[RECORDED DATA]
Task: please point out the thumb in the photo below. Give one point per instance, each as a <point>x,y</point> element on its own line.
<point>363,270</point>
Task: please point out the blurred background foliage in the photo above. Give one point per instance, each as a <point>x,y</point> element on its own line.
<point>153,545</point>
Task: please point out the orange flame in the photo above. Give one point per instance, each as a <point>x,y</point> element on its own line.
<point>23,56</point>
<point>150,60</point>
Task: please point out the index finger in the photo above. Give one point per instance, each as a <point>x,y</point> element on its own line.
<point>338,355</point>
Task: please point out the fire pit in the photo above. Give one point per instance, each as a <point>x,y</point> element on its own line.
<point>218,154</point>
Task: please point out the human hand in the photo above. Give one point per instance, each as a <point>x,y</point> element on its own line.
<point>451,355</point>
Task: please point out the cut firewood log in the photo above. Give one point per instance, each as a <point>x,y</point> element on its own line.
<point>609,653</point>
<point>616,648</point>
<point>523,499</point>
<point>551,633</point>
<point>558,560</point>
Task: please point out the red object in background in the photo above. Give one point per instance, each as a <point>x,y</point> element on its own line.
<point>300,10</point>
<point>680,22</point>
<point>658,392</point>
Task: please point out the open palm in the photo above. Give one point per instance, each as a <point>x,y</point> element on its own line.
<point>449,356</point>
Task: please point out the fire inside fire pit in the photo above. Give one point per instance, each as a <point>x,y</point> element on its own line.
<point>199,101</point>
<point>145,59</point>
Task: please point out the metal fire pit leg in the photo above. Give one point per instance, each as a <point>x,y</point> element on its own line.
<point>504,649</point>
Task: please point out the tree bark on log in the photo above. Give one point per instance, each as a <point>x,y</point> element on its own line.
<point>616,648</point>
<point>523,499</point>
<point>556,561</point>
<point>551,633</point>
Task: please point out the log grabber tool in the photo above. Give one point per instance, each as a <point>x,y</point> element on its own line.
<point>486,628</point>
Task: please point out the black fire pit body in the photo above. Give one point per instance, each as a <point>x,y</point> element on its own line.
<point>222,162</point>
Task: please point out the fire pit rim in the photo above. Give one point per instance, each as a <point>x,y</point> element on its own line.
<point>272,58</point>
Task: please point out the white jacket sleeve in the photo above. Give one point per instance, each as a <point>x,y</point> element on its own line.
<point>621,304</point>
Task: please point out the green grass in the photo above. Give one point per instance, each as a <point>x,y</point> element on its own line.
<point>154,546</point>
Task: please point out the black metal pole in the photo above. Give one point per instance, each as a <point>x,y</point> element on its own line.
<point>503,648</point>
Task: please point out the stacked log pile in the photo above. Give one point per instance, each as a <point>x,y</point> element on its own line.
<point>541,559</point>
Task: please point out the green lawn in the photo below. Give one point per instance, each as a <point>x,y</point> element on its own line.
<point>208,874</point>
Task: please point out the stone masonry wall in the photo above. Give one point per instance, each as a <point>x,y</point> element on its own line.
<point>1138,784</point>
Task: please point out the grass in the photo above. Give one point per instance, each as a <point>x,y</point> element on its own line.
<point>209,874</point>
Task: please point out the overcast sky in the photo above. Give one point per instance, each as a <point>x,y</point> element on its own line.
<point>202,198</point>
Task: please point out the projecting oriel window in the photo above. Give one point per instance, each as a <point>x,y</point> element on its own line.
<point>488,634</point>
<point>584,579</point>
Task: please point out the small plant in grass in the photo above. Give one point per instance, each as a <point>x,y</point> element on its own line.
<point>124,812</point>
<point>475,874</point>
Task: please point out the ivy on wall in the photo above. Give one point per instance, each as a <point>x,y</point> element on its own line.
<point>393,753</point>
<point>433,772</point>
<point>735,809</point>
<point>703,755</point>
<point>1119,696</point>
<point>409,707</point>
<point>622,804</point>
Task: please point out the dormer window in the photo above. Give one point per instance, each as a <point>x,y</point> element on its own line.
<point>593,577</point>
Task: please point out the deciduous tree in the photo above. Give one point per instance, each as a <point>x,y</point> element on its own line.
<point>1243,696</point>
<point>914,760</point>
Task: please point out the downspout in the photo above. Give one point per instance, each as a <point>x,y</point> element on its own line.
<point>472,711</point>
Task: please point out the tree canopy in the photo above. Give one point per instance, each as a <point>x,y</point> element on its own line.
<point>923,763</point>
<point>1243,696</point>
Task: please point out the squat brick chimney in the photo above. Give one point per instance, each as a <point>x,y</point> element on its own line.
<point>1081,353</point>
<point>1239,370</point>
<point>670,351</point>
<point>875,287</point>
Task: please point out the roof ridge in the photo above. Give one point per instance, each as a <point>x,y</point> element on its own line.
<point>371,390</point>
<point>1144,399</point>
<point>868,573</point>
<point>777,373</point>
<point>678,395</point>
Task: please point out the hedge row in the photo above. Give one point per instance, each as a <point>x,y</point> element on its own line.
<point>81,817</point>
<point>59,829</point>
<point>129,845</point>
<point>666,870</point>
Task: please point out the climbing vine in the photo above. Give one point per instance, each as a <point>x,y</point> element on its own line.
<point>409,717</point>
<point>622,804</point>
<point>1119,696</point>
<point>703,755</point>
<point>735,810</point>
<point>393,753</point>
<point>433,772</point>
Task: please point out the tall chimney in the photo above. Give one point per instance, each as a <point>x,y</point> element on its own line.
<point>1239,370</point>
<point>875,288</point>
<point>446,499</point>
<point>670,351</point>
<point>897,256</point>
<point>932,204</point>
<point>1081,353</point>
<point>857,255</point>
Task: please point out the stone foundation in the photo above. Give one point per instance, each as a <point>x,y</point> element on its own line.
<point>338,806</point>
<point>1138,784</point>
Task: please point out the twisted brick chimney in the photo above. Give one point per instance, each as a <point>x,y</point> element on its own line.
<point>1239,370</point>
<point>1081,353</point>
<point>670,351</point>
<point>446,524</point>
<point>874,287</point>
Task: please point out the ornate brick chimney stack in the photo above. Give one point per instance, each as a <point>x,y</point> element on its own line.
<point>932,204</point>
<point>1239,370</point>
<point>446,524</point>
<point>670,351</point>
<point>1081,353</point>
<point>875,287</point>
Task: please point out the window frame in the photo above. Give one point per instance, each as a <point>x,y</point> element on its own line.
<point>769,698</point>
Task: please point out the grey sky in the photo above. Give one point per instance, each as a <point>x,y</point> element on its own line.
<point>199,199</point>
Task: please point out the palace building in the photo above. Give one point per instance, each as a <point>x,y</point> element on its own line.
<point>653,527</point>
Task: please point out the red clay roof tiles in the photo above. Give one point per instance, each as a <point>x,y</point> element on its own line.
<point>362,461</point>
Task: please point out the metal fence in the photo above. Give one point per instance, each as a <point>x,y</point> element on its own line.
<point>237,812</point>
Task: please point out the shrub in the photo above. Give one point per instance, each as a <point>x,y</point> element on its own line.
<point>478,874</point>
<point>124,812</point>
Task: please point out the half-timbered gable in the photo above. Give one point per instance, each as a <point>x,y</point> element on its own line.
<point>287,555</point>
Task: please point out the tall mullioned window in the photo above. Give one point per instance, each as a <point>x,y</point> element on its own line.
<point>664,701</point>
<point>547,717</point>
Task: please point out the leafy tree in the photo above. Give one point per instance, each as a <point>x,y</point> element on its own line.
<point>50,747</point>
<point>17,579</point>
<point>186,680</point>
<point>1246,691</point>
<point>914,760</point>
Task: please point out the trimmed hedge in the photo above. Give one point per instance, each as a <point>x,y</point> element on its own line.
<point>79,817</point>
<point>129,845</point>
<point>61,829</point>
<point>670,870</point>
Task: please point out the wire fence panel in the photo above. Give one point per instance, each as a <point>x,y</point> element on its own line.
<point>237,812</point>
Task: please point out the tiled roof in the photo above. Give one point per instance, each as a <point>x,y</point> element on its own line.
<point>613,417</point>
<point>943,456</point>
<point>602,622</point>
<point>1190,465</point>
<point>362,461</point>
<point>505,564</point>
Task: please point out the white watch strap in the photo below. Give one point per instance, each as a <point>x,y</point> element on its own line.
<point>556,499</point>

[REQUIRED TASK] Copy out the material word for word, beginning with its first line and ending after the line containing "<point>363,270</point>".

[OUTPUT OF THE TASK]
Task: please point out the thumb in the photo below. Give one point per instance, each as a <point>x,y</point> element on its own line.
<point>363,270</point>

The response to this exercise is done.